SOURCE DOCUMENT ->
+ + + + +
# Producing a sorted wordcount with Spark

I'm currently learning how to use Apache Spark. In order to do so, I implemented a simple wordcount (not really original, I know). There already exists an example on the documentation providing the needed code. However, I tried to go one step further and to produce the result as a sorted list (by frequence) by using the spark modules.

A use case would be sortedWordcount("I fish a fish") -> [(fish, 2), (I,1), (a,1))]

Here is how I proceed:

public List<String> sortedWordcount() {
SparkConf conf = new SparkConf().setAppName("wordcount").setMaster("local");
JavaSparkContext sc = new JavaSparkContext(conf);

JavaRDD<String> lines = sc.textFile("myFile.txt");

// classical wordcount, nothing new there
JavaRDD<String> words = lines.flatMap(new FlatMapFunction<String, String>() {
public Iterable<String> call(String s) {
return Arrays.asList(s.split(" "));
}
});
JavaPairRDD<String, Integer> pairs = words.mapToPair(new PairFunction<String, String, Integer>() {
public Tuple2<String, Integer> call(String s) {
return new Tuple2<String, Integer>(s, 1);
}
});
JavaPairRDD<String, Integer> counts = pairs.reduceByKey(new Function2<Integer, Integer, Integer>() {
public Integer call(Integer a, Integer b) {
return a + b;
}
});

// to enable sorting by value (count) and not key -> value-to-key conversion pattern
JavaPairRDD<Tuple2<Integer, String>, Integer> countInKey = counts.mapToPair(a -> new Tuple2(new Tuple2<Integer, String>(a._2, a._1), null)); // setting value to null, since it won't be used anymore

List<Tuple2<Tuple2<Integer, String>, Integer>> wordSortedByCount = countInKey.sortByKey(new TupleComparator(), false).collect();

List<String> result = new ArrayList<>();
return result;
}

private class TupleComparator implements Comparator<Tuple2<Integer, String>>, Serializable {
@Override
public int compare(Tuple2<Integer, String> tuple1, Tuple2<Integer, String> tuple2) {
return tuple1._1 < tuple2._1 ? 0 : 1;
}
}


To sum up on this code work:

1. it stores the text as a list of word
2. it changes this list of word into a list of tuple, each tuple being (word, 1) with word as key
3. it combine tuples with the same key and counts them, tuples are now (word, freqWord)
+ + + + +
SHORT PROBLEM A -> List each distinct method name that the code in the Spark wordcount post calls on an RDD, giving each name once.
The Spark wordcount post and the records that follow come from unrelated sources.

Bounding box annotation entries
+ + + + +
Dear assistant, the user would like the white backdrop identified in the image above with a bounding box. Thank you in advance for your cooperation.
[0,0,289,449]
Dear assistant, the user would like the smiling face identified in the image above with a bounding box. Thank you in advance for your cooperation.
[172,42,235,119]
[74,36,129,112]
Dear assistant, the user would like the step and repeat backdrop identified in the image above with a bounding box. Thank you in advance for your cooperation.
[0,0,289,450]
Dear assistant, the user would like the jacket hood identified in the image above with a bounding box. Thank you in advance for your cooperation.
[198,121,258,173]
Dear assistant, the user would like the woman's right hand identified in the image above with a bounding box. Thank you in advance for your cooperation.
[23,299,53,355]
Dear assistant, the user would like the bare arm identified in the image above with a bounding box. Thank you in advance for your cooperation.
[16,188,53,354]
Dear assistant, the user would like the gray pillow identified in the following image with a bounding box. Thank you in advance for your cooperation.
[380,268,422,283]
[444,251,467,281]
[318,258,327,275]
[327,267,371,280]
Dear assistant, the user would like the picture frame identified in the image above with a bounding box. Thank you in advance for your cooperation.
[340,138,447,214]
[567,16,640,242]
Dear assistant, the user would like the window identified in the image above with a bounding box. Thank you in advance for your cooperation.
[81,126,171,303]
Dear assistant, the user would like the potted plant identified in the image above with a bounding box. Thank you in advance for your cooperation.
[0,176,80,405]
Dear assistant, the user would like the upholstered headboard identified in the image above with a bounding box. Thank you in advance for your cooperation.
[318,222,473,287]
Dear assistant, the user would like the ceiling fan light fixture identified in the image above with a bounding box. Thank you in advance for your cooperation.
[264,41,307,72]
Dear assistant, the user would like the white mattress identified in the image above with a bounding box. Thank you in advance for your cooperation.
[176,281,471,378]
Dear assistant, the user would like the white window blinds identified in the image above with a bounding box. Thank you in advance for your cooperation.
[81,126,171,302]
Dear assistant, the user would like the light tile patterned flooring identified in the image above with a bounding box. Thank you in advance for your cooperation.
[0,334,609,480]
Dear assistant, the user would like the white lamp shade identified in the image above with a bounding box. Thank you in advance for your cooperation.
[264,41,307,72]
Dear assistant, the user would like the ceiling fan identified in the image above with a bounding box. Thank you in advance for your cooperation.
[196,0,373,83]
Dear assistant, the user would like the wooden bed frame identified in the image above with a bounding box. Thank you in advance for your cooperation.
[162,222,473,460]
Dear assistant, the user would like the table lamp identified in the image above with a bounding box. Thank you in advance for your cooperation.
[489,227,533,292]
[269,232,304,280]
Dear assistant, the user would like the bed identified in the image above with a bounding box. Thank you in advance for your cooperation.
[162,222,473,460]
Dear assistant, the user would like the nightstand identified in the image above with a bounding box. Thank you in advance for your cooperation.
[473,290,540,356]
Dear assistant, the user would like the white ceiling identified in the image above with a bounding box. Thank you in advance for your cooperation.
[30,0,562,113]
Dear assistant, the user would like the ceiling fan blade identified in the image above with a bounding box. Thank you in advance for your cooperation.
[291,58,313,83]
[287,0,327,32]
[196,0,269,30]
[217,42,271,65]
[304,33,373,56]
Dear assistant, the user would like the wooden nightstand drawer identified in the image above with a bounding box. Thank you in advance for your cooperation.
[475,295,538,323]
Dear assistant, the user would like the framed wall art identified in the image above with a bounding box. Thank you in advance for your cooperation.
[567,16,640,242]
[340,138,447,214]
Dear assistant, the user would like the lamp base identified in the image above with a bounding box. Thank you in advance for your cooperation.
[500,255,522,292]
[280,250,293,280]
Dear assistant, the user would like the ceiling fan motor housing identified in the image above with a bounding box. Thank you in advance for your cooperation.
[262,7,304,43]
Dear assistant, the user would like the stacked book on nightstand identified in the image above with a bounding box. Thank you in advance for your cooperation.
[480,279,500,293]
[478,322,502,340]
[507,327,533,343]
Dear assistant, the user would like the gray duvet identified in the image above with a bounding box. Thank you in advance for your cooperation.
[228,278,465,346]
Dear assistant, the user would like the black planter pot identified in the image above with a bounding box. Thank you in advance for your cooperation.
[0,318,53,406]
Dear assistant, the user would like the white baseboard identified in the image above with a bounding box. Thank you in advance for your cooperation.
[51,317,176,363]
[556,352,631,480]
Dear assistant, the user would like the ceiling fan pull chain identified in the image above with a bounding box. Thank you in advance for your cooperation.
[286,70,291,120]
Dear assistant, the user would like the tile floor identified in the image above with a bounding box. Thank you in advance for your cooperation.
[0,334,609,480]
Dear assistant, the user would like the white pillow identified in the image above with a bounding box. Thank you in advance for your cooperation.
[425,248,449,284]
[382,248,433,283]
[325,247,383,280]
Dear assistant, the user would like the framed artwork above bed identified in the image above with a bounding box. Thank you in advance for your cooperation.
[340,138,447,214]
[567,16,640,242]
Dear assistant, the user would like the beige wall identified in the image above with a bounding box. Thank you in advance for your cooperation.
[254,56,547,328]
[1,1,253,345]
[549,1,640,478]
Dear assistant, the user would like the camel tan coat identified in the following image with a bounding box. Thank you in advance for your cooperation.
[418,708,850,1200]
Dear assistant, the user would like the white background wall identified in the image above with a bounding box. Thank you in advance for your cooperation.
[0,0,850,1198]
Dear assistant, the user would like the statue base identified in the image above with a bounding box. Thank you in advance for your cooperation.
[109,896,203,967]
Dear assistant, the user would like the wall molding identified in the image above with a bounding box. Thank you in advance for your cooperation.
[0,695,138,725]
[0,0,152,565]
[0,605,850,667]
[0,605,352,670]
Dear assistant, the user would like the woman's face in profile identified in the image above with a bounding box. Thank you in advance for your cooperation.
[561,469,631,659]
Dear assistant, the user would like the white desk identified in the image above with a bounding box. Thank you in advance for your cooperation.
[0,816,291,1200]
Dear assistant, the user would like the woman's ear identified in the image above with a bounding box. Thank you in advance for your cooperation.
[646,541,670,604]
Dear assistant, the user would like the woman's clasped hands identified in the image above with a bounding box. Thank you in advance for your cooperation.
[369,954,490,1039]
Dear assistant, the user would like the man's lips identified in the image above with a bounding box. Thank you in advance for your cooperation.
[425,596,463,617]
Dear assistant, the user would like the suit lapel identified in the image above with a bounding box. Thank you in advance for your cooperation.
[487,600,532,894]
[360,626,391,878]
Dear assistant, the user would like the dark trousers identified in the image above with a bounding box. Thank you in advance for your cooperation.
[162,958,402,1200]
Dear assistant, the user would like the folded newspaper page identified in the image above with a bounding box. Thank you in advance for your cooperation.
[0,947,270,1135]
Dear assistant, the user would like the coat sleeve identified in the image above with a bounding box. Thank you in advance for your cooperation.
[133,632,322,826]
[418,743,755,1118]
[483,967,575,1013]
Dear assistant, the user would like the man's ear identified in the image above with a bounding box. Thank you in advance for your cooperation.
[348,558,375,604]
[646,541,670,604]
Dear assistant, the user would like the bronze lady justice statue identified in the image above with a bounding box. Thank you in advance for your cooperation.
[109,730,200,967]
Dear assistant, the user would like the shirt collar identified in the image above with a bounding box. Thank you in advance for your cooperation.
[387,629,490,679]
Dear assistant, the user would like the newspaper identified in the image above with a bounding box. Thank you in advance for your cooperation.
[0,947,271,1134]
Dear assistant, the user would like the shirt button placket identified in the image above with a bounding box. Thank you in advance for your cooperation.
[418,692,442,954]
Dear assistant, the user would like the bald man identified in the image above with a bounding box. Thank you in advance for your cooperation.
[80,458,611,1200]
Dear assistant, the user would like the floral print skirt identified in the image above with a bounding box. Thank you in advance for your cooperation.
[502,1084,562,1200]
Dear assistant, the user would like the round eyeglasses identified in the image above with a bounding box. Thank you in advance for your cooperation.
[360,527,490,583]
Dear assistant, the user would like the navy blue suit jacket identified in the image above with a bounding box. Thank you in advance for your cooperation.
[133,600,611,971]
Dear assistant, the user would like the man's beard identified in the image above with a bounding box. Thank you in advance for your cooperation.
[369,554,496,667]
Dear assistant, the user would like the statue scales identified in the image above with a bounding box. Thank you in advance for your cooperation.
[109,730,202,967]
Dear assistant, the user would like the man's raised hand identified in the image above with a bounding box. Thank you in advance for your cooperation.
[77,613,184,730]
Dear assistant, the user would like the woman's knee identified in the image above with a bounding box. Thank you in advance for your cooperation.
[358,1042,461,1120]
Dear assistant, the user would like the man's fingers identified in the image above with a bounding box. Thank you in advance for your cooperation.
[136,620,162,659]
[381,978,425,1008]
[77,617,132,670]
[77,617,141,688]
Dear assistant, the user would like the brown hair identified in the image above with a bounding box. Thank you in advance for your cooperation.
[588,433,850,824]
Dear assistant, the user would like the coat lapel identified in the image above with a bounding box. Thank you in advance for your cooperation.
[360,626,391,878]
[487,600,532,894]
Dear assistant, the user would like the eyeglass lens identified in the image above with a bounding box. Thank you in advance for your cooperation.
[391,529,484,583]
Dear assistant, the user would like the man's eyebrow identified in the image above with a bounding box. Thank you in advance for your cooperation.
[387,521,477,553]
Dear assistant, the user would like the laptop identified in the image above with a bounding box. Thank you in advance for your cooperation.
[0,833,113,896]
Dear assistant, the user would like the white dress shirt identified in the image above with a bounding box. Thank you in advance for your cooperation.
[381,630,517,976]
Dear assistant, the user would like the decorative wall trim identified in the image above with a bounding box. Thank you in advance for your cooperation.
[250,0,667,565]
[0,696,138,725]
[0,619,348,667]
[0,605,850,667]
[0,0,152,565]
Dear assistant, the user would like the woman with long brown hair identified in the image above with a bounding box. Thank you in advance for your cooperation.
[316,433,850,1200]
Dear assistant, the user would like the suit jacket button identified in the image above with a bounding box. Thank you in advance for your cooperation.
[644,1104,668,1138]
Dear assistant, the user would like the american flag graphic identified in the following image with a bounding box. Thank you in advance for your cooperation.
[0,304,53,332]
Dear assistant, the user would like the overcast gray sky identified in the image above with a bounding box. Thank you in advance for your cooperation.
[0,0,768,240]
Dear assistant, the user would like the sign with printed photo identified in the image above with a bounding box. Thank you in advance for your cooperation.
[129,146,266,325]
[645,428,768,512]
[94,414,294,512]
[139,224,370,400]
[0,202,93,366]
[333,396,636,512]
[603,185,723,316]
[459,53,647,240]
+ + + + +
SHORT PROBLEM B -> From the records, output the lines that begin at the line containing "Dear assistant, the user would like the gray duvet" and end after the line containing "[0,318,53,406]", unchanged.

TASK RESULT A -> flatMap, mapToPair, reduceByKey, sortByKey, collect

TASK RESULT B ->
Dear assistant, the user would like the gray duvet identified in the image above with a bounding box. Thank you in advance for your cooperation.
[228,278,465,346]
Dear assistant, the user would like the black planter pot identified in the image above with a bounding box. Thank you in advance for your cooperation.
[0,318,53,406]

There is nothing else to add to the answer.